**Your goal:** Determine how many lines in the material below contain the word "lane", and give that number without comment.
=-=-=
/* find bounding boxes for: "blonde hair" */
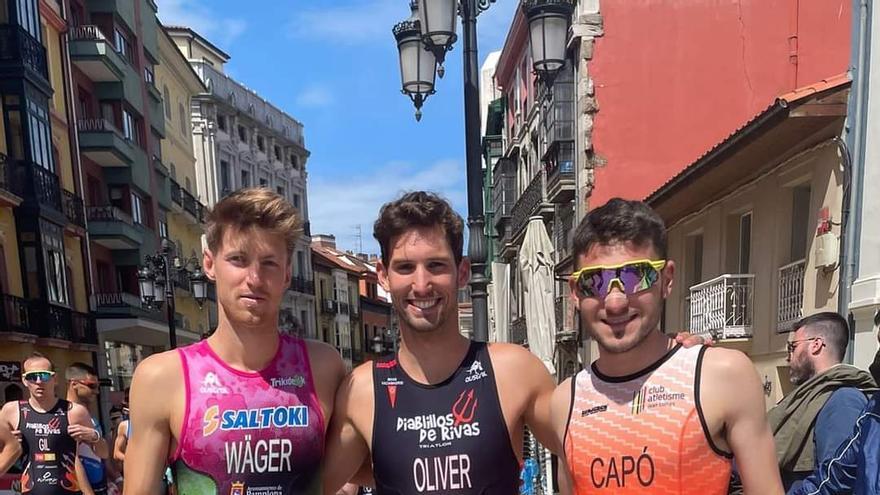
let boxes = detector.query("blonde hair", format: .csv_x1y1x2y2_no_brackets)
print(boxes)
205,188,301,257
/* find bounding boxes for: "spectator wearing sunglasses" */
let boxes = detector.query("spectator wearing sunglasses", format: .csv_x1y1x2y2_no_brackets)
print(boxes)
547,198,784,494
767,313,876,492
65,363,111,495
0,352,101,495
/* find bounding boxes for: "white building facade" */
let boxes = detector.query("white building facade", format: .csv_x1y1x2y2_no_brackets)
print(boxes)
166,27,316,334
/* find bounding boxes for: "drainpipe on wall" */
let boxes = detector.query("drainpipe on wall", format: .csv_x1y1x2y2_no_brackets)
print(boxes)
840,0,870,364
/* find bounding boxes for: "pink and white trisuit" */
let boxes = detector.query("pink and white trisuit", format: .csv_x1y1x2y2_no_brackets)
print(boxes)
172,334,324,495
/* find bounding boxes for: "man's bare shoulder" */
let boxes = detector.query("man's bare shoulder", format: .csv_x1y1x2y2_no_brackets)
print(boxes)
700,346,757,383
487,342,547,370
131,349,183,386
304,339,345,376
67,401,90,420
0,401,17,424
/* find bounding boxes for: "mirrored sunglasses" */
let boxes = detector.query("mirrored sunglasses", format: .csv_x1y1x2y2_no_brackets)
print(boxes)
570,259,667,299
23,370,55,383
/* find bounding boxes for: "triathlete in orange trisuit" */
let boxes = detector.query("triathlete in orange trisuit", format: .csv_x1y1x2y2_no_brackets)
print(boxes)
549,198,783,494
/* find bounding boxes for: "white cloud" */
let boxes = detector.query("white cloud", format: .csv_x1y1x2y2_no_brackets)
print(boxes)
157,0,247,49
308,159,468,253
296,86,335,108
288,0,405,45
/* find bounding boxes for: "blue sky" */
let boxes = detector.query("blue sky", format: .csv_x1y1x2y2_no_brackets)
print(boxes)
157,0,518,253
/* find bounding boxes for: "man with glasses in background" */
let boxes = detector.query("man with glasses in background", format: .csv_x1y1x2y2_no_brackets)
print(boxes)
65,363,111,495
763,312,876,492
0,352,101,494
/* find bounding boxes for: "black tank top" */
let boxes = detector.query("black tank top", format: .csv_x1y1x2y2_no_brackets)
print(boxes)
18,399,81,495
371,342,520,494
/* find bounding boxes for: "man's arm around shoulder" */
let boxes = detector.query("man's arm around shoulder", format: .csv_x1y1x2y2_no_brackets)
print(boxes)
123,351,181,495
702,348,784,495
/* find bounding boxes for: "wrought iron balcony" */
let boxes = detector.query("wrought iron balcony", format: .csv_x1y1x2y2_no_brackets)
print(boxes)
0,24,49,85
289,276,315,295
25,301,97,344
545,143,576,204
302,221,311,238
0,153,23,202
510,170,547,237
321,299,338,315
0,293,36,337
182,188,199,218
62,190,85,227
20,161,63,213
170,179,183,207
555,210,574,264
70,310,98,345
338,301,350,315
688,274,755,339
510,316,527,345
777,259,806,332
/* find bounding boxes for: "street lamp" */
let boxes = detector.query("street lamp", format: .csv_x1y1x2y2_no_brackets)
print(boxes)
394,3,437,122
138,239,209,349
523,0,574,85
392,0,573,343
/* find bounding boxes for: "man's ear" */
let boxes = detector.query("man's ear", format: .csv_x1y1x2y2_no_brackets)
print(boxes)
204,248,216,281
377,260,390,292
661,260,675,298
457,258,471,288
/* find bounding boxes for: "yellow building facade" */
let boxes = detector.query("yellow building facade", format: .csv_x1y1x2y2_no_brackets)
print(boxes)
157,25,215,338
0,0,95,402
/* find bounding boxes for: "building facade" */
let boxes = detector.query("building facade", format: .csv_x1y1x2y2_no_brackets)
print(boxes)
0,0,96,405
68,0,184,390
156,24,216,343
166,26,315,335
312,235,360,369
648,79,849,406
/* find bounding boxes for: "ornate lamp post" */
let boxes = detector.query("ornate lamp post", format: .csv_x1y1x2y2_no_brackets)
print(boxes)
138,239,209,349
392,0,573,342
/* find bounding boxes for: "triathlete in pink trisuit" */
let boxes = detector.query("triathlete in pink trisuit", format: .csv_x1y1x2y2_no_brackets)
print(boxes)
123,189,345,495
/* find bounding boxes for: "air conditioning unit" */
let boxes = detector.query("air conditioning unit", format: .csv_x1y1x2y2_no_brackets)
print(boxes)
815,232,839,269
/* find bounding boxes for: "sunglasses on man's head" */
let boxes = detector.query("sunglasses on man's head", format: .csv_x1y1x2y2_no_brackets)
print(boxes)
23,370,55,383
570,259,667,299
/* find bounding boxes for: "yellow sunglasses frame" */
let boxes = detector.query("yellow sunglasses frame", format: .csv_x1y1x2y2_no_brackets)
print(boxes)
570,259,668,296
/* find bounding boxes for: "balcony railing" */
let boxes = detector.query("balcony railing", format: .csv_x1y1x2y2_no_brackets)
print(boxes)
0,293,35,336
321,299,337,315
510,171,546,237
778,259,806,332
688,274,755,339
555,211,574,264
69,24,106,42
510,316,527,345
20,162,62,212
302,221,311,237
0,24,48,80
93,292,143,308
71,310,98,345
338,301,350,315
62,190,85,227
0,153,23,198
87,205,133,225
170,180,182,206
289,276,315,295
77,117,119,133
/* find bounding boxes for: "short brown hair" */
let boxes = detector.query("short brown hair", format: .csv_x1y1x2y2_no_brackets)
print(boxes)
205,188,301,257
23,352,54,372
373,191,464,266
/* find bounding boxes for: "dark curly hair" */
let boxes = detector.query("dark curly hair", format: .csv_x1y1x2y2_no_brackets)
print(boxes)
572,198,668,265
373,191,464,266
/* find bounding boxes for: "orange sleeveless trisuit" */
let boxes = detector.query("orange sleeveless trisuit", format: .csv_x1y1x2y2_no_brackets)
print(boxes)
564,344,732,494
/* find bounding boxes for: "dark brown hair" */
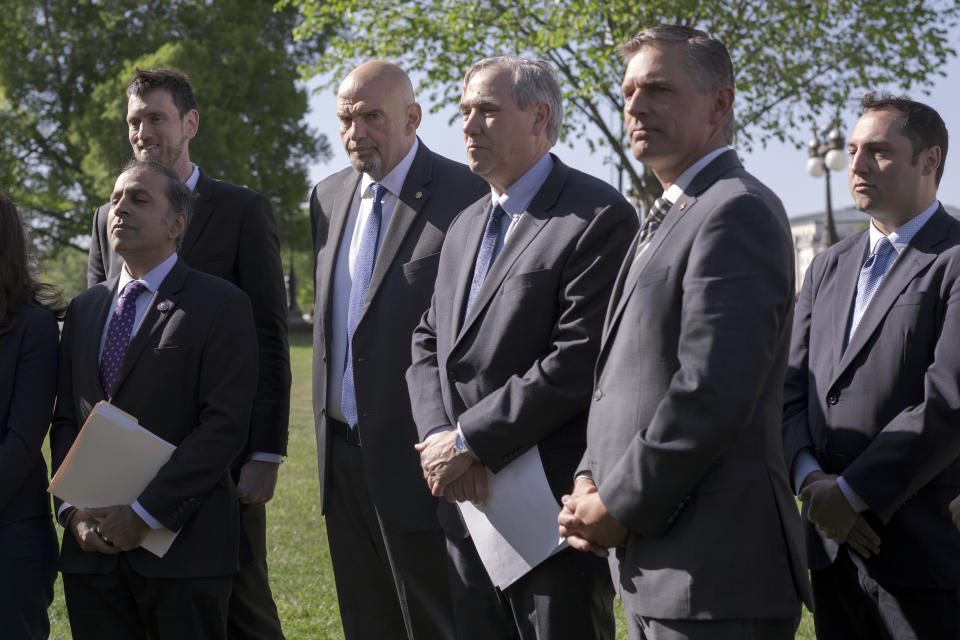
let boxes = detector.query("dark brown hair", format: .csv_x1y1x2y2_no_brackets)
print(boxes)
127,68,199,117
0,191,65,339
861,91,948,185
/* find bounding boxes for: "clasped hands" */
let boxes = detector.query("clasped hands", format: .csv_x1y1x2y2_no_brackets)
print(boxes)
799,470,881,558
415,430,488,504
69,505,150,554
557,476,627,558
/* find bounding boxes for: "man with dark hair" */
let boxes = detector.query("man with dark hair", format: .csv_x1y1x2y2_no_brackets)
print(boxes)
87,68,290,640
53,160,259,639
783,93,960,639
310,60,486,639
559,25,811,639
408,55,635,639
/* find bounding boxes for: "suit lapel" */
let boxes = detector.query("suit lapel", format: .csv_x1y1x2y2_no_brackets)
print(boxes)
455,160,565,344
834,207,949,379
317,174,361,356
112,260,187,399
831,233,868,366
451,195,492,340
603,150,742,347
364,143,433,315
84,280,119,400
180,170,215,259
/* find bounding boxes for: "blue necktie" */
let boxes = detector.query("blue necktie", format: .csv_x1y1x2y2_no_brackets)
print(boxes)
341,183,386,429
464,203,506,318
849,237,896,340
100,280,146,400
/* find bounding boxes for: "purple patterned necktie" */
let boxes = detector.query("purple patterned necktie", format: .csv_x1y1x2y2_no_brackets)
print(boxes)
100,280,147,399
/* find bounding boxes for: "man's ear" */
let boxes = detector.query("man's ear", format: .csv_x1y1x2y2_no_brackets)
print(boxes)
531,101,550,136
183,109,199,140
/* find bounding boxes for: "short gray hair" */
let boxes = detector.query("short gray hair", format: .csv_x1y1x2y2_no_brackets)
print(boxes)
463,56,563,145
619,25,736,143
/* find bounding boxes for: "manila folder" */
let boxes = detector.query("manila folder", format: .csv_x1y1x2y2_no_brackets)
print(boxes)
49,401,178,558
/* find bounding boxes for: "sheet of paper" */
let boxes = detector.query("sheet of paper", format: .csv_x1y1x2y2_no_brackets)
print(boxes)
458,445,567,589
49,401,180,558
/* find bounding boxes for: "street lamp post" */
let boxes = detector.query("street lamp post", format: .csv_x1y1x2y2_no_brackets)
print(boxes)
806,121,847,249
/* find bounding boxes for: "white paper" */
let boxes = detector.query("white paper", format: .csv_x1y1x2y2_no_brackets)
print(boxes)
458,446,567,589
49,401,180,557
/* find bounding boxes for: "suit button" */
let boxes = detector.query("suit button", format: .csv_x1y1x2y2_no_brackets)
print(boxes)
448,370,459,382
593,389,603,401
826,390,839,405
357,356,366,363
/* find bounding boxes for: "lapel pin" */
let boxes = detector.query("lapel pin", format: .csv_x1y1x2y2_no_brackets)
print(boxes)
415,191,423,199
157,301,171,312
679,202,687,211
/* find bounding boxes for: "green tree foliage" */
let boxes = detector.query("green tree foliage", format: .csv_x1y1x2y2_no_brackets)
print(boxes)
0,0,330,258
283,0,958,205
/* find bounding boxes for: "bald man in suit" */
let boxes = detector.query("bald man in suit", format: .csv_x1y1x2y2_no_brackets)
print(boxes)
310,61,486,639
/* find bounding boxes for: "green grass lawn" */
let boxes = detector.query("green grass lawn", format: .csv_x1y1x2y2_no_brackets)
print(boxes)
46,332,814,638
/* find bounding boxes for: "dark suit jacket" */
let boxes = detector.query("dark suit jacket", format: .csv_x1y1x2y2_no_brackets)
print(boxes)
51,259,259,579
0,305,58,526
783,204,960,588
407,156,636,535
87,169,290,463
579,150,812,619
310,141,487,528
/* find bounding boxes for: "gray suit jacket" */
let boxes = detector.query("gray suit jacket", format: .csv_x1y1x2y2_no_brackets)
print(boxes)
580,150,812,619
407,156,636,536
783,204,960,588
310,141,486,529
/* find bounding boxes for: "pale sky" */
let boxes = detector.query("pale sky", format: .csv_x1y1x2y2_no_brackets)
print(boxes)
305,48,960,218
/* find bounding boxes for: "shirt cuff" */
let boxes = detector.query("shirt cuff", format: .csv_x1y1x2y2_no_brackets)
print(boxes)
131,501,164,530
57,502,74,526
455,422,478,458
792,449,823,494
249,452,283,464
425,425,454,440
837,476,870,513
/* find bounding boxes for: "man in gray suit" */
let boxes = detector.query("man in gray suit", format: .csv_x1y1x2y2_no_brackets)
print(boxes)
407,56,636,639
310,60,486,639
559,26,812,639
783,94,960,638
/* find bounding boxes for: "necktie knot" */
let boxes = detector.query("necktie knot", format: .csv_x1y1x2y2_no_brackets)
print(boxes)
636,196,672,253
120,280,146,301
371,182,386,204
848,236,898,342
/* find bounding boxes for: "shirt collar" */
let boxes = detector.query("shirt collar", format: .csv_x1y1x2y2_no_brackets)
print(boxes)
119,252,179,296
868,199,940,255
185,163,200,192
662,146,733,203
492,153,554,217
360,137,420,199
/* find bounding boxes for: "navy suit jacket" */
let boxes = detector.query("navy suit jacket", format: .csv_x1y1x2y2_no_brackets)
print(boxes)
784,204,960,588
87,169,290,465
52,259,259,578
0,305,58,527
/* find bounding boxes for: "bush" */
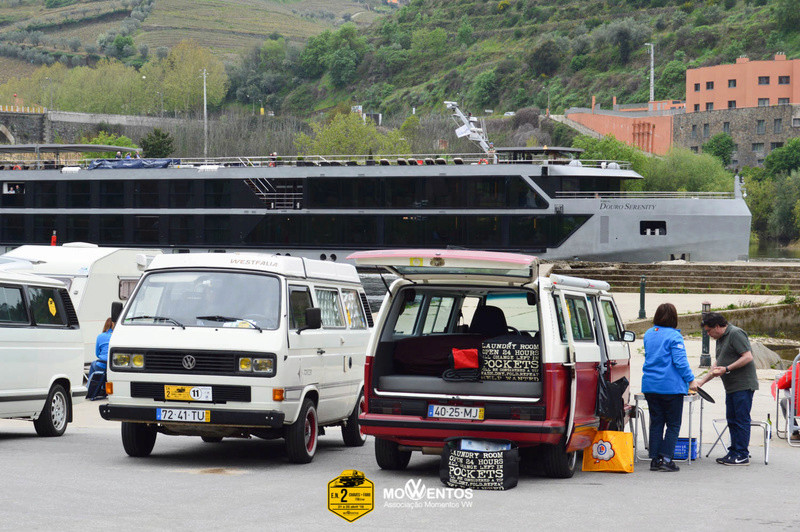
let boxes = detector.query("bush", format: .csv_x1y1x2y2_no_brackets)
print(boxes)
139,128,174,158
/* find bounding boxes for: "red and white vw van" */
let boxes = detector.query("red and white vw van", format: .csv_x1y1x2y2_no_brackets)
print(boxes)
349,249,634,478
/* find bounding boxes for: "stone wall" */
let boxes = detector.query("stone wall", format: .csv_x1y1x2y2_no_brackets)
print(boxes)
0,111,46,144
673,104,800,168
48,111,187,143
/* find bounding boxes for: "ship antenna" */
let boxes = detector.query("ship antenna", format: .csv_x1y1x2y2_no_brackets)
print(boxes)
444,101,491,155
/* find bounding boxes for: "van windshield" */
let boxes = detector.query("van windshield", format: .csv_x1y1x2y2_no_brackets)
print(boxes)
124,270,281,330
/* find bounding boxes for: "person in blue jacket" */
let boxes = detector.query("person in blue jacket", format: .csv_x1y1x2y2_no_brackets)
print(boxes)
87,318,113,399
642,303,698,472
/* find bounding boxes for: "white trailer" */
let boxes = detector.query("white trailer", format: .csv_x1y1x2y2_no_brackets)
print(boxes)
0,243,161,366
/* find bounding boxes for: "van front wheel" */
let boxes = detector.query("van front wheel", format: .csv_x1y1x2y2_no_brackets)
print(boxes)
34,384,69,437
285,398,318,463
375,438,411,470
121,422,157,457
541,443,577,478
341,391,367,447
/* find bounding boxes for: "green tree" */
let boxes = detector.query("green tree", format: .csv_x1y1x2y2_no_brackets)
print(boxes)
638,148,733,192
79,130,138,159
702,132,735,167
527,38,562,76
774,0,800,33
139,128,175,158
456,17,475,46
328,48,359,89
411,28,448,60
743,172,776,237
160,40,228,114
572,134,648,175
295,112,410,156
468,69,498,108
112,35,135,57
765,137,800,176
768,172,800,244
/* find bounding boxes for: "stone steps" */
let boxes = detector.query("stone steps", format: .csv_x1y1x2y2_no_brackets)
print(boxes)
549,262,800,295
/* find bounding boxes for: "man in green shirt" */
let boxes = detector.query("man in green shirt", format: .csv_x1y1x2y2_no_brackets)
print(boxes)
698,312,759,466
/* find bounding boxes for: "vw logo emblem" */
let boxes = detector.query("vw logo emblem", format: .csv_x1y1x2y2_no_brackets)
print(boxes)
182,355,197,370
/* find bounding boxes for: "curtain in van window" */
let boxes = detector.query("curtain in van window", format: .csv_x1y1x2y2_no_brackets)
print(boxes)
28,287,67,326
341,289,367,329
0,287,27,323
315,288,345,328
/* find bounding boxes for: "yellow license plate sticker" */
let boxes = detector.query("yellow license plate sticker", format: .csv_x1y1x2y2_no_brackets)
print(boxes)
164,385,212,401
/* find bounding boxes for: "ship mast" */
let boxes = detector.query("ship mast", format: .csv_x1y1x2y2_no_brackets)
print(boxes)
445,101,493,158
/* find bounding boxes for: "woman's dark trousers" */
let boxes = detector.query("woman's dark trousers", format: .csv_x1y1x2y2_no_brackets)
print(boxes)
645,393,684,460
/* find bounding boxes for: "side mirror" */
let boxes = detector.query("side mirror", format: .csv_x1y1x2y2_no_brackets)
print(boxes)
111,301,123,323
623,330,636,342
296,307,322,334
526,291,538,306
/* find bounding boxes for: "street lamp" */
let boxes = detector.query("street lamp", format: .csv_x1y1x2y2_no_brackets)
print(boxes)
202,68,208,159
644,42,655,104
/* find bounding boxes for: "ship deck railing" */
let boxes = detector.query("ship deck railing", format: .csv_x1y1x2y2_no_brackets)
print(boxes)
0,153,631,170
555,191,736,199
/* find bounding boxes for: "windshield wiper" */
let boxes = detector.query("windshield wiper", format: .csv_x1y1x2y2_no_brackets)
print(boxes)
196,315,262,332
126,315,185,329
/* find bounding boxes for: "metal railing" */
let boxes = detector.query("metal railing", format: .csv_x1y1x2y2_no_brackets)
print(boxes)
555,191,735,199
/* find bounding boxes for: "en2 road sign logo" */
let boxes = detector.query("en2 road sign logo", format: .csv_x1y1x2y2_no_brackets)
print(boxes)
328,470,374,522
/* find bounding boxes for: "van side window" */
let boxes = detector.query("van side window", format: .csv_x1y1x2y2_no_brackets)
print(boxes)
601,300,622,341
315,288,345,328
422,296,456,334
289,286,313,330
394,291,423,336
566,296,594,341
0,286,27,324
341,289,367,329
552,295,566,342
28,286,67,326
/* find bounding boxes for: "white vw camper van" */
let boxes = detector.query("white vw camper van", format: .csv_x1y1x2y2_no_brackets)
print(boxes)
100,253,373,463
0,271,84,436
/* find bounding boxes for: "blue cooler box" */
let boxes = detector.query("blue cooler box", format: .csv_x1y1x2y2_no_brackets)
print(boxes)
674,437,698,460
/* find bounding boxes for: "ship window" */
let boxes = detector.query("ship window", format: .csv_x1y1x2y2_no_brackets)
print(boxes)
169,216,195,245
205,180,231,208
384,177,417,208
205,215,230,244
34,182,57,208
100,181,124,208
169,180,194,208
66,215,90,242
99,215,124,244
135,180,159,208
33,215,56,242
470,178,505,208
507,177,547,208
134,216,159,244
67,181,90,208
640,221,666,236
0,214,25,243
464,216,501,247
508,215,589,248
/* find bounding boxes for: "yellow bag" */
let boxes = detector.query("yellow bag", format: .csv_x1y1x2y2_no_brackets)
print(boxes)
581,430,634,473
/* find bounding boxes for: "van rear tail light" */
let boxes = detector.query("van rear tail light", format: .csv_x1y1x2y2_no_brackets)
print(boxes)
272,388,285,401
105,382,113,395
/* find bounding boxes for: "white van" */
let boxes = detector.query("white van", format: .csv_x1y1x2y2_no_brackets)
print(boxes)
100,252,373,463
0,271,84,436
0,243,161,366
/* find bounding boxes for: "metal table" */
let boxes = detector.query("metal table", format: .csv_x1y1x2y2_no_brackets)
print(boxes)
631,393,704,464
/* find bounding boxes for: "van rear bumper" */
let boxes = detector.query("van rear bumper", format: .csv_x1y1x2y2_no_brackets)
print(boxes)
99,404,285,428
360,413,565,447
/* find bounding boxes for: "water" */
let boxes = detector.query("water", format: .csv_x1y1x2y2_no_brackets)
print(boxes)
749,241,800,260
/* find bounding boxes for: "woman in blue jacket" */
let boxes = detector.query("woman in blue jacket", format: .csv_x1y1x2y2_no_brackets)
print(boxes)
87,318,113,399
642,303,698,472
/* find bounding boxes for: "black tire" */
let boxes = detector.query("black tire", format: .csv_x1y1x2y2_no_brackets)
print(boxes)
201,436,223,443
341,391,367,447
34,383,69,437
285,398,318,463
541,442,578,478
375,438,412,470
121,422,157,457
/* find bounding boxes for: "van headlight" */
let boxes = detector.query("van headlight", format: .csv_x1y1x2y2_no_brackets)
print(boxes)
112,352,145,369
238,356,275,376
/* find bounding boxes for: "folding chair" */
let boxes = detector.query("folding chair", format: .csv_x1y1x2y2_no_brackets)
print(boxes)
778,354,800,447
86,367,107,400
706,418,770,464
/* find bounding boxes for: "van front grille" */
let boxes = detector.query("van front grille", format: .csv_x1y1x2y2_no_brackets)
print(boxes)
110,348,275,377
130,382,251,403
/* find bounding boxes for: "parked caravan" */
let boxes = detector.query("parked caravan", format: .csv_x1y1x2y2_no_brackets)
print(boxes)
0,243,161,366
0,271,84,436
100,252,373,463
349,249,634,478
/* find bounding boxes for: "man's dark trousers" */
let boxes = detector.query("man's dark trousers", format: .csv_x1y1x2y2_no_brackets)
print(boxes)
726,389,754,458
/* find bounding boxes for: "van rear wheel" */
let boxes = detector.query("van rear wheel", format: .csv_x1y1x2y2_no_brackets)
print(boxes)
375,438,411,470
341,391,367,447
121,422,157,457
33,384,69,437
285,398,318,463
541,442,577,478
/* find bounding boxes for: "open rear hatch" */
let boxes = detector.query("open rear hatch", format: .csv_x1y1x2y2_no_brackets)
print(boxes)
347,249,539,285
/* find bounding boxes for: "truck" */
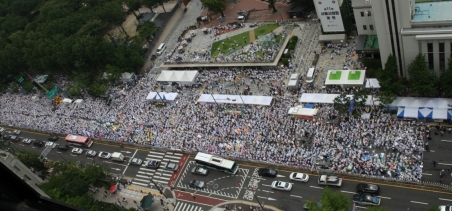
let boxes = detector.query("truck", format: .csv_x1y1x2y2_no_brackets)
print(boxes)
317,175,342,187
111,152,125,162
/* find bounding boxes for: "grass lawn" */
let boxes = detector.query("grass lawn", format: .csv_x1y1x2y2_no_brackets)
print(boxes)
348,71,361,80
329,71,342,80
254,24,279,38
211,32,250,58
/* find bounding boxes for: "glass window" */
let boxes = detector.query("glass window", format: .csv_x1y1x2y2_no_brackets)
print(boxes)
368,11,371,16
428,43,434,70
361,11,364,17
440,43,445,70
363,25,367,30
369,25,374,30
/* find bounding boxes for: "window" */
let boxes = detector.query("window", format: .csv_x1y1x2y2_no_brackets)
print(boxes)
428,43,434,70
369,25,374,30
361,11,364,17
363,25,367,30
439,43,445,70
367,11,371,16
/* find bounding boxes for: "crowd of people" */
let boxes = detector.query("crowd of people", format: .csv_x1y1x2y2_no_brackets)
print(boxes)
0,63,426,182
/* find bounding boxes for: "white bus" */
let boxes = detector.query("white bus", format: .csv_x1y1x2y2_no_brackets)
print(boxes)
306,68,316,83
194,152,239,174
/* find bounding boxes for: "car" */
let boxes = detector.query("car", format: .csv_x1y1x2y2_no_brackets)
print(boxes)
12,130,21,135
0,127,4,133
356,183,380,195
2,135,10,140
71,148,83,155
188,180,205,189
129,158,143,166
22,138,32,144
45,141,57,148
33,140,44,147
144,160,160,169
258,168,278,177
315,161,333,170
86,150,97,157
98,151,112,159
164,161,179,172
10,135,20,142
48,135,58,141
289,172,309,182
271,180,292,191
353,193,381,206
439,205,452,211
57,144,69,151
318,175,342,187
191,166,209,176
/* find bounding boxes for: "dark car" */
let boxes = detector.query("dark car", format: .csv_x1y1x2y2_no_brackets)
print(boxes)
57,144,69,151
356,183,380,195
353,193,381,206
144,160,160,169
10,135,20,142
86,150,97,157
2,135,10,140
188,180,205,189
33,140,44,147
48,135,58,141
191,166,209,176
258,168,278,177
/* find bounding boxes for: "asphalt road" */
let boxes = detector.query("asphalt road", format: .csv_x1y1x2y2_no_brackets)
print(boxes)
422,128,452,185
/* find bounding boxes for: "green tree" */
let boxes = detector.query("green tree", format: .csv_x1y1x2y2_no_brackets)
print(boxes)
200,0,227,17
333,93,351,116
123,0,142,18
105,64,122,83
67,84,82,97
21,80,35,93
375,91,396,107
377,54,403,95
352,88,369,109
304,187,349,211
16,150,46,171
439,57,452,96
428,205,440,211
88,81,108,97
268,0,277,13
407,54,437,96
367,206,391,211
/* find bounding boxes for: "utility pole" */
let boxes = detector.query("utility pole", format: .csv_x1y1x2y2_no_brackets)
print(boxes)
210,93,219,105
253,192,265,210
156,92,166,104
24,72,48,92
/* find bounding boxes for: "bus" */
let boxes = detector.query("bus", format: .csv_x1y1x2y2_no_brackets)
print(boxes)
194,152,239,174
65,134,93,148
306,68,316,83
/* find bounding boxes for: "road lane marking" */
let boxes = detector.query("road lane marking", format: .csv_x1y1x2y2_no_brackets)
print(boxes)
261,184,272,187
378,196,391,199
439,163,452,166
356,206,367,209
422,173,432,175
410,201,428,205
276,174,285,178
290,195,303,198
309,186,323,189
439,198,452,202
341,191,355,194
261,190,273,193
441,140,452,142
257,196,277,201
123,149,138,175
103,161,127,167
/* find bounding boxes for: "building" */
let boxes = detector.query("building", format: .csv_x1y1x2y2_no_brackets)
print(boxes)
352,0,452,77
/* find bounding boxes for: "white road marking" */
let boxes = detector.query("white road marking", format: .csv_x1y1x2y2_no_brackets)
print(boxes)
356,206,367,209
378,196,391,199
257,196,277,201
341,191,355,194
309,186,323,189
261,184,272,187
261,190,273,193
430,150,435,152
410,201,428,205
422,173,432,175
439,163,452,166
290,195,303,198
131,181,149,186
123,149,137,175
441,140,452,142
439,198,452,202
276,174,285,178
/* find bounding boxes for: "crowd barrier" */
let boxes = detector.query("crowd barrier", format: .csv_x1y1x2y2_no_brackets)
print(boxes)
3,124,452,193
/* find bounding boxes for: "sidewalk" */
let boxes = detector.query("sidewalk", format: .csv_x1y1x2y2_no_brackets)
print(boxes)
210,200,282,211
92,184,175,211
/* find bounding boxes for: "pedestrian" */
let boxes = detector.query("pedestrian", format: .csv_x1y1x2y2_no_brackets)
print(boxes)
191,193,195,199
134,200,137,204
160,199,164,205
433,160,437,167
=-=-=
**Reply:** 2